• _Activity_:
State how many lines below hold the word "sweater". Give that number and no other text.

■ ■ ■ ■

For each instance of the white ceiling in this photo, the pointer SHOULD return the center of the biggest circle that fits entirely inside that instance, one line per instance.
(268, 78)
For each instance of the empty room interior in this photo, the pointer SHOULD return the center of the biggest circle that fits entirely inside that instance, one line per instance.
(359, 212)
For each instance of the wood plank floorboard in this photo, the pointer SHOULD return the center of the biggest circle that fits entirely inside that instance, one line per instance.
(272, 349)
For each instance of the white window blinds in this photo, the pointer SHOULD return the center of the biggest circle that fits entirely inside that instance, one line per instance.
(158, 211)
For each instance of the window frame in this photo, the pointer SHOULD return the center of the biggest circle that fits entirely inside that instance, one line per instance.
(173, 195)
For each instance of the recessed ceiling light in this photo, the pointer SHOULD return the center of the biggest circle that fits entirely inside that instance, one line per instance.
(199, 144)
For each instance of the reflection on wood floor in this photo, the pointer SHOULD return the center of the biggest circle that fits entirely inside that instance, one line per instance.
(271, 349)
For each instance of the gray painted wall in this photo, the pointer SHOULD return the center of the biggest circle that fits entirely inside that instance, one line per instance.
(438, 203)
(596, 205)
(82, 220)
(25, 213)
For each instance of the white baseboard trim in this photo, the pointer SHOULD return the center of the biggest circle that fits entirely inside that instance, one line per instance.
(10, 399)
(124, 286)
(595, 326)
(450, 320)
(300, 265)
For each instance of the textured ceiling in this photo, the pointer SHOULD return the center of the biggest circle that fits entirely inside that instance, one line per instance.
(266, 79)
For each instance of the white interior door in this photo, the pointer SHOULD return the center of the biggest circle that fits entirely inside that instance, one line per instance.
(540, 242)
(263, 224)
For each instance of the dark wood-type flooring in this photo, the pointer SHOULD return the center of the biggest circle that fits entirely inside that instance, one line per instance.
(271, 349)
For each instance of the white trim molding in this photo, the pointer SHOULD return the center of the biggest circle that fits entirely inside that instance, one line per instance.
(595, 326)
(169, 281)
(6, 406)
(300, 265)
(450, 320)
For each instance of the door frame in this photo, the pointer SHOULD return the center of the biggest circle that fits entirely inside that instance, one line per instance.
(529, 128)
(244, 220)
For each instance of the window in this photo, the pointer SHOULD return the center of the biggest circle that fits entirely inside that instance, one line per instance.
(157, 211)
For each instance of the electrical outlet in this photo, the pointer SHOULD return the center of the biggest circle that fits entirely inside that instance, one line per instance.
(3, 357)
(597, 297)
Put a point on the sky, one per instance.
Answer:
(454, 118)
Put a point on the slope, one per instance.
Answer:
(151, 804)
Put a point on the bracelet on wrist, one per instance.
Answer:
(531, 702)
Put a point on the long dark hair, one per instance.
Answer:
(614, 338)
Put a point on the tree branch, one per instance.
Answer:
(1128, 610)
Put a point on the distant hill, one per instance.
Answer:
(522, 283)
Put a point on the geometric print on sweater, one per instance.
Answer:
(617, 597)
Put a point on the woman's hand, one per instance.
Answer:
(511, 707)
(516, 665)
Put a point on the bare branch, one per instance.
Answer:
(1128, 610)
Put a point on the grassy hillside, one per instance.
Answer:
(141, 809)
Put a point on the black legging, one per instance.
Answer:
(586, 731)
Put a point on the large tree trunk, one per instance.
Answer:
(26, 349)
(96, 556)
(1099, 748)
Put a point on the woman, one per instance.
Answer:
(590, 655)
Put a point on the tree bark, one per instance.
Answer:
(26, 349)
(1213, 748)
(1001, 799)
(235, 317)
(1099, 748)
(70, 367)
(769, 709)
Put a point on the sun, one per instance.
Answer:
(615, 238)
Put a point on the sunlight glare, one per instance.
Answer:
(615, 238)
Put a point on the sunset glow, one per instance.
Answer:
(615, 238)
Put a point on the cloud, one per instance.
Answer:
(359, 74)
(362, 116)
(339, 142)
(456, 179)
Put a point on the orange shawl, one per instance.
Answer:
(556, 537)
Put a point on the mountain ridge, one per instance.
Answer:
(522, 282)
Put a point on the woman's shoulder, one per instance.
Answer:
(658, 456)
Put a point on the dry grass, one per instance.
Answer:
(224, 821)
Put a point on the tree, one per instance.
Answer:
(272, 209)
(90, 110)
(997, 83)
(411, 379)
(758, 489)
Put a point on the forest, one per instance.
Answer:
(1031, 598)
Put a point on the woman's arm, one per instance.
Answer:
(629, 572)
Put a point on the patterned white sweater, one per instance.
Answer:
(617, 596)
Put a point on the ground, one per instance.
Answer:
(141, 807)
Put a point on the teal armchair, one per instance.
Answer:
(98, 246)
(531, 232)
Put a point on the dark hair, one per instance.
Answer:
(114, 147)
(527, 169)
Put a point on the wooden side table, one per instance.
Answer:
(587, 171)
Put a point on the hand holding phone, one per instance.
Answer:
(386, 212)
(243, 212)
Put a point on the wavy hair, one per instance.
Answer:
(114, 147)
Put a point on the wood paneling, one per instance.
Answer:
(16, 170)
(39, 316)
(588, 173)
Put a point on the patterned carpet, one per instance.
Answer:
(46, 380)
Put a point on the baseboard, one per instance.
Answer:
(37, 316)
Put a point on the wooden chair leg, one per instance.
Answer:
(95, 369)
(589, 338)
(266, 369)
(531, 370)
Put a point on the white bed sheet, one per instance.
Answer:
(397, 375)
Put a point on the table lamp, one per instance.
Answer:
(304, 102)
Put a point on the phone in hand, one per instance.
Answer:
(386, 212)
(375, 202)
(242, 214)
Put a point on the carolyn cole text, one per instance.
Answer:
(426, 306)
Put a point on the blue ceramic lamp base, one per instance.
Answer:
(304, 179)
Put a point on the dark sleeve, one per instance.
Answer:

■ ■ ■ ■

• _Result below_:
2